(ABOUT THIS TASK) Write out each record exactly as given, but do not include the pictures.
════════════════
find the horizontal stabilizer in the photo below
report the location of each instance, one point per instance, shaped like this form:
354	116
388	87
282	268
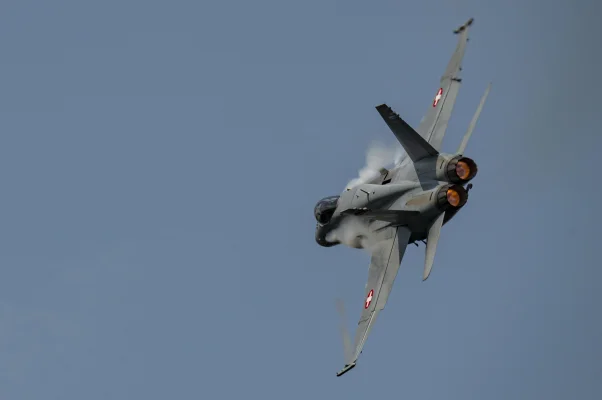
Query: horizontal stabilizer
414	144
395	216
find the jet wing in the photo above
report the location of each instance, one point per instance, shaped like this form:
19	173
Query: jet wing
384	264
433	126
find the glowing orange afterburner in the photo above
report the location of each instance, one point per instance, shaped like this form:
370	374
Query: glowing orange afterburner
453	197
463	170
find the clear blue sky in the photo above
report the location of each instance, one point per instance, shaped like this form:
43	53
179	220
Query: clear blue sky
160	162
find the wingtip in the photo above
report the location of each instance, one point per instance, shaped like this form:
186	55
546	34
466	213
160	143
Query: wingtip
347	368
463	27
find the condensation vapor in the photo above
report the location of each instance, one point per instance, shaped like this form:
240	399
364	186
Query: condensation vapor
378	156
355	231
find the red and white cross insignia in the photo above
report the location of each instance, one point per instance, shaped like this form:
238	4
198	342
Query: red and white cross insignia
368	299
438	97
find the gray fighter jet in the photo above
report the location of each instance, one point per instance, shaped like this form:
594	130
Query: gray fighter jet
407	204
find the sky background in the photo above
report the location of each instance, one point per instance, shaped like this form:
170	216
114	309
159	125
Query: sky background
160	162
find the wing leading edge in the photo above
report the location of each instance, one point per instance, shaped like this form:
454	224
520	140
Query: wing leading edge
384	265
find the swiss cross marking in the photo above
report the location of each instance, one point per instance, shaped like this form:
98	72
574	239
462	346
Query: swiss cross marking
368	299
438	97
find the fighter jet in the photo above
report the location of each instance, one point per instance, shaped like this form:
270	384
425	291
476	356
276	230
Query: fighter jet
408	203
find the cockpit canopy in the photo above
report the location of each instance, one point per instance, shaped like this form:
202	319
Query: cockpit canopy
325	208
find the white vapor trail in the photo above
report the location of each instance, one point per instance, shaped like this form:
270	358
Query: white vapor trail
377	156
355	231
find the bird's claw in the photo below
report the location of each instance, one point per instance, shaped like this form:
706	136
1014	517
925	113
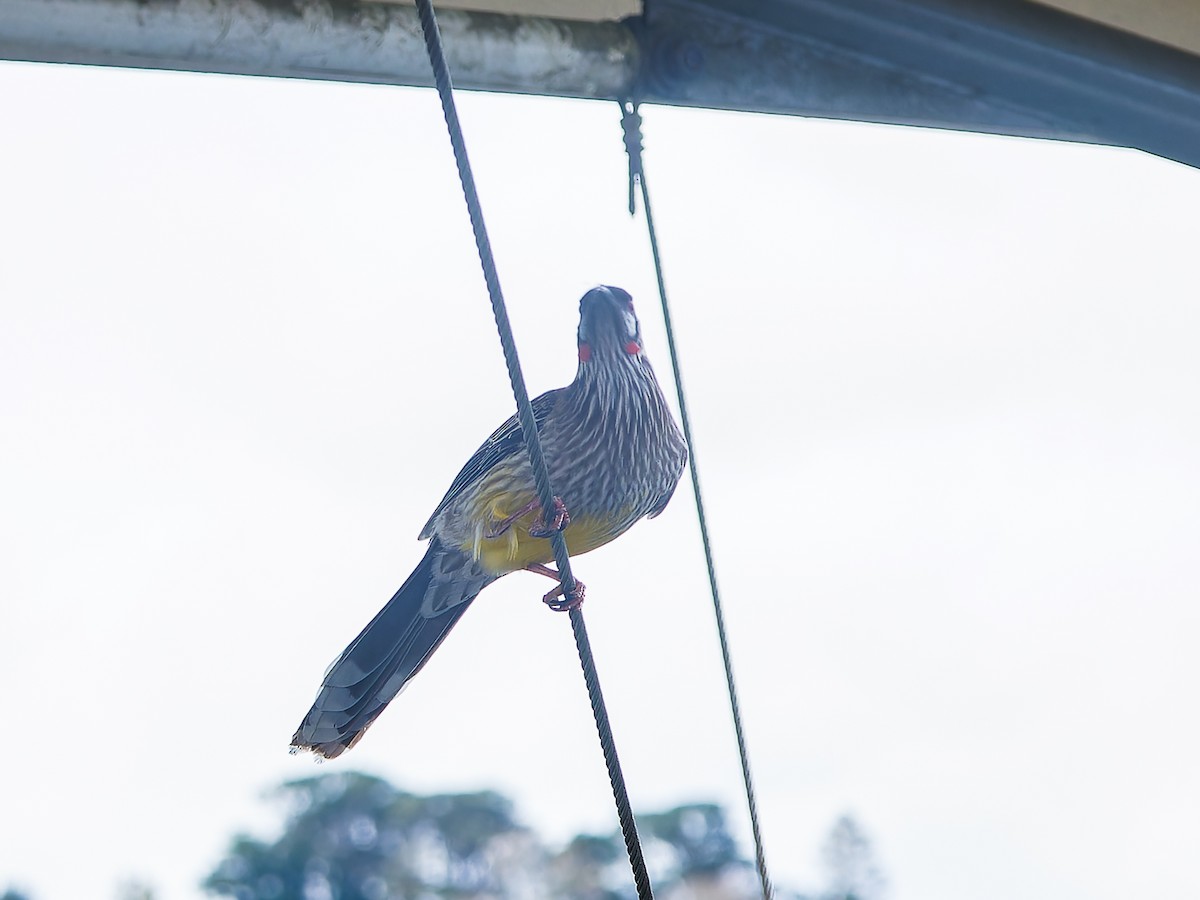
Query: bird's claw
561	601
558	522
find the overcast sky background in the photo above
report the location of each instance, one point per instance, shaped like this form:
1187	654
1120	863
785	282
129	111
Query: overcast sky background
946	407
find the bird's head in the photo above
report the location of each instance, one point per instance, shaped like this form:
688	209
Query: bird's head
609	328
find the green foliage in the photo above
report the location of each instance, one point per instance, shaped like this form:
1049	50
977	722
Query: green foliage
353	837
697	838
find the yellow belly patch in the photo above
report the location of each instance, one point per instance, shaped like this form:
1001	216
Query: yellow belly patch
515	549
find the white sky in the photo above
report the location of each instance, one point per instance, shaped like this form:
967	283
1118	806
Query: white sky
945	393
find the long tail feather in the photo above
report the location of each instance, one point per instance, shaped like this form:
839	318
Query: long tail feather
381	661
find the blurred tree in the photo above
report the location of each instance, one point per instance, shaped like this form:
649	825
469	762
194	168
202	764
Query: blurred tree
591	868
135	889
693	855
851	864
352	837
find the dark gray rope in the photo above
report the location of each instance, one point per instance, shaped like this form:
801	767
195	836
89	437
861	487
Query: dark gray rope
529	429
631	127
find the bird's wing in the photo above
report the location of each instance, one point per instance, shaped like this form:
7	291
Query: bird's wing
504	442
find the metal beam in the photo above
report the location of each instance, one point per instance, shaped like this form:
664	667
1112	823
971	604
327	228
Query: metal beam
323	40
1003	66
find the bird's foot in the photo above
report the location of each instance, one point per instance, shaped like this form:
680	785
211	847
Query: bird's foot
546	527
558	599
════════════════
(TASK RESPONSE)
find the horizontal stabilizer in the photo below
report the location of each instance, one point per instance, shaped like this form:
354	116
388	87
282	268
Query: horizontal stabilizer
414	144
395	216
find the jet wing in the photo above
report the location of each instance, one point per instance, shaped like this form:
19	173
Query: jet wing
384	264
433	126
find the glowing orange afterburner in the photo above
report the location of each instance, one point per instance, shaped like this form:
370	374
Query: glowing orange afterburner
453	197
463	170
find the clear blue sky in the photo above
report the location of each instance, one point per instance, shaped like this form:
43	53
179	220
Query: clear blue sky
160	162
find the wingtip in the photo above
report the location of each instance, one point per instance, shaped like this form:
186	55
546	34
466	213
160	143
Query: wingtip
347	368
463	27
find the condensation vapor in the photo above
report the location of each instance, one point per instance, shaped like this form:
240	399
364	186
Query: condensation vapor
378	156
355	231
find the red and white cross insignia in the photo above
report the location of each instance, one point per instance, shaped like this form:
238	4
198	342
Query: red and white cross insignia
368	299
438	97
find the gray fighter jet in the photo above
report the location of each instance, one point per instance, shaped like this form:
594	130
Query: gray fighter jet
407	204
find the sky background in the photo above
report the location of each instance, one point per instance, shaped like this form:
170	216
114	309
159	125
Query: sky background
160	162
find the wing leading edge in the photo above
report the location of each instance, one point per instance, shaped like this form:
454	224
520	140
Query: wing leading edge
384	265
find the swiss cross marking in the photo above
report the location of each instance, one point per instance, shaped like this form:
98	72
574	239
462	346
Query: swiss cross marking
368	299
438	97
find the fighter jet in the photo above
report the location of each instance, one point per instance, shaped like this form:
270	384
425	291
476	356
276	230
Query: fighter jet
408	203
find the cockpit canopy in the photo above
report the location of each instance, one point per instance, shaped like this form:
202	319
Query: cockpit canopy
325	208
find the white vapor trail in the photo above
report the location of each instance, one point per instance, shaped like this form:
270	358
Query: white vapor trail
377	156
355	231
find the bird's claw in the photo below
report the location of each instance, one point per instance, shaped like this form:
706	136
1014	517
925	113
Query: bird's claw
561	601
558	522
find the overcast sky background in the photo above
report the location of each instance, one point per instance, shaped like this form:
1187	654
1120	863
785	282
129	111
Query: overcast sky background
946	407
find the bird's head in the photo above
report the location of each instance, one point per instance, shaped like this form:
688	209
Query: bird's head
609	328
find the green foliage in the photo above
report the location of each instance, one point per instance, shaped like this form:
1049	50
977	722
Query: green foliage
353	837
697	838
find the yellow belly patch in the photo above
report the location of each instance, one point per instance, shaped like this form:
1001	216
Query: yellow belly patch
515	549
find the white sky in the photo above
report the location of each instance, one point per instance, shaped like this form:
967	283
1118	806
Query: white sky
945	393
find the long tail feather in the photo above
report the location of each instance, one point per instance, shaped like this form:
839	318
Query: long tail feather
381	661
find the blurred tree in the photo above
report the location of each instance, one point per instance, shaped like this form:
649	825
469	762
194	168
202	764
Query: blurred tree
591	868
135	889
693	855
851	864
352	837
find the dark gray rope in the photo above
report the location of each instance, one point per instance, shaped like this form:
801	767
195	836
89	437
861	487
Query: dark gray rope
529	429
631	127
find the bird's wing in the photo above
report the location of each instance, one point per instance, shaped like this form:
7	291
Query: bird's wing
504	442
find the metal beam in the photo above
report the location of each instance, one point per instance, shaped like this form:
664	667
1112	823
971	604
327	228
Query: metal beam
323	40
1003	66
find the bird's foot in the photo above
report the location of each instance, one point per instance, shaped like this form:
680	785
211	847
Query: bird's foot
546	527
558	599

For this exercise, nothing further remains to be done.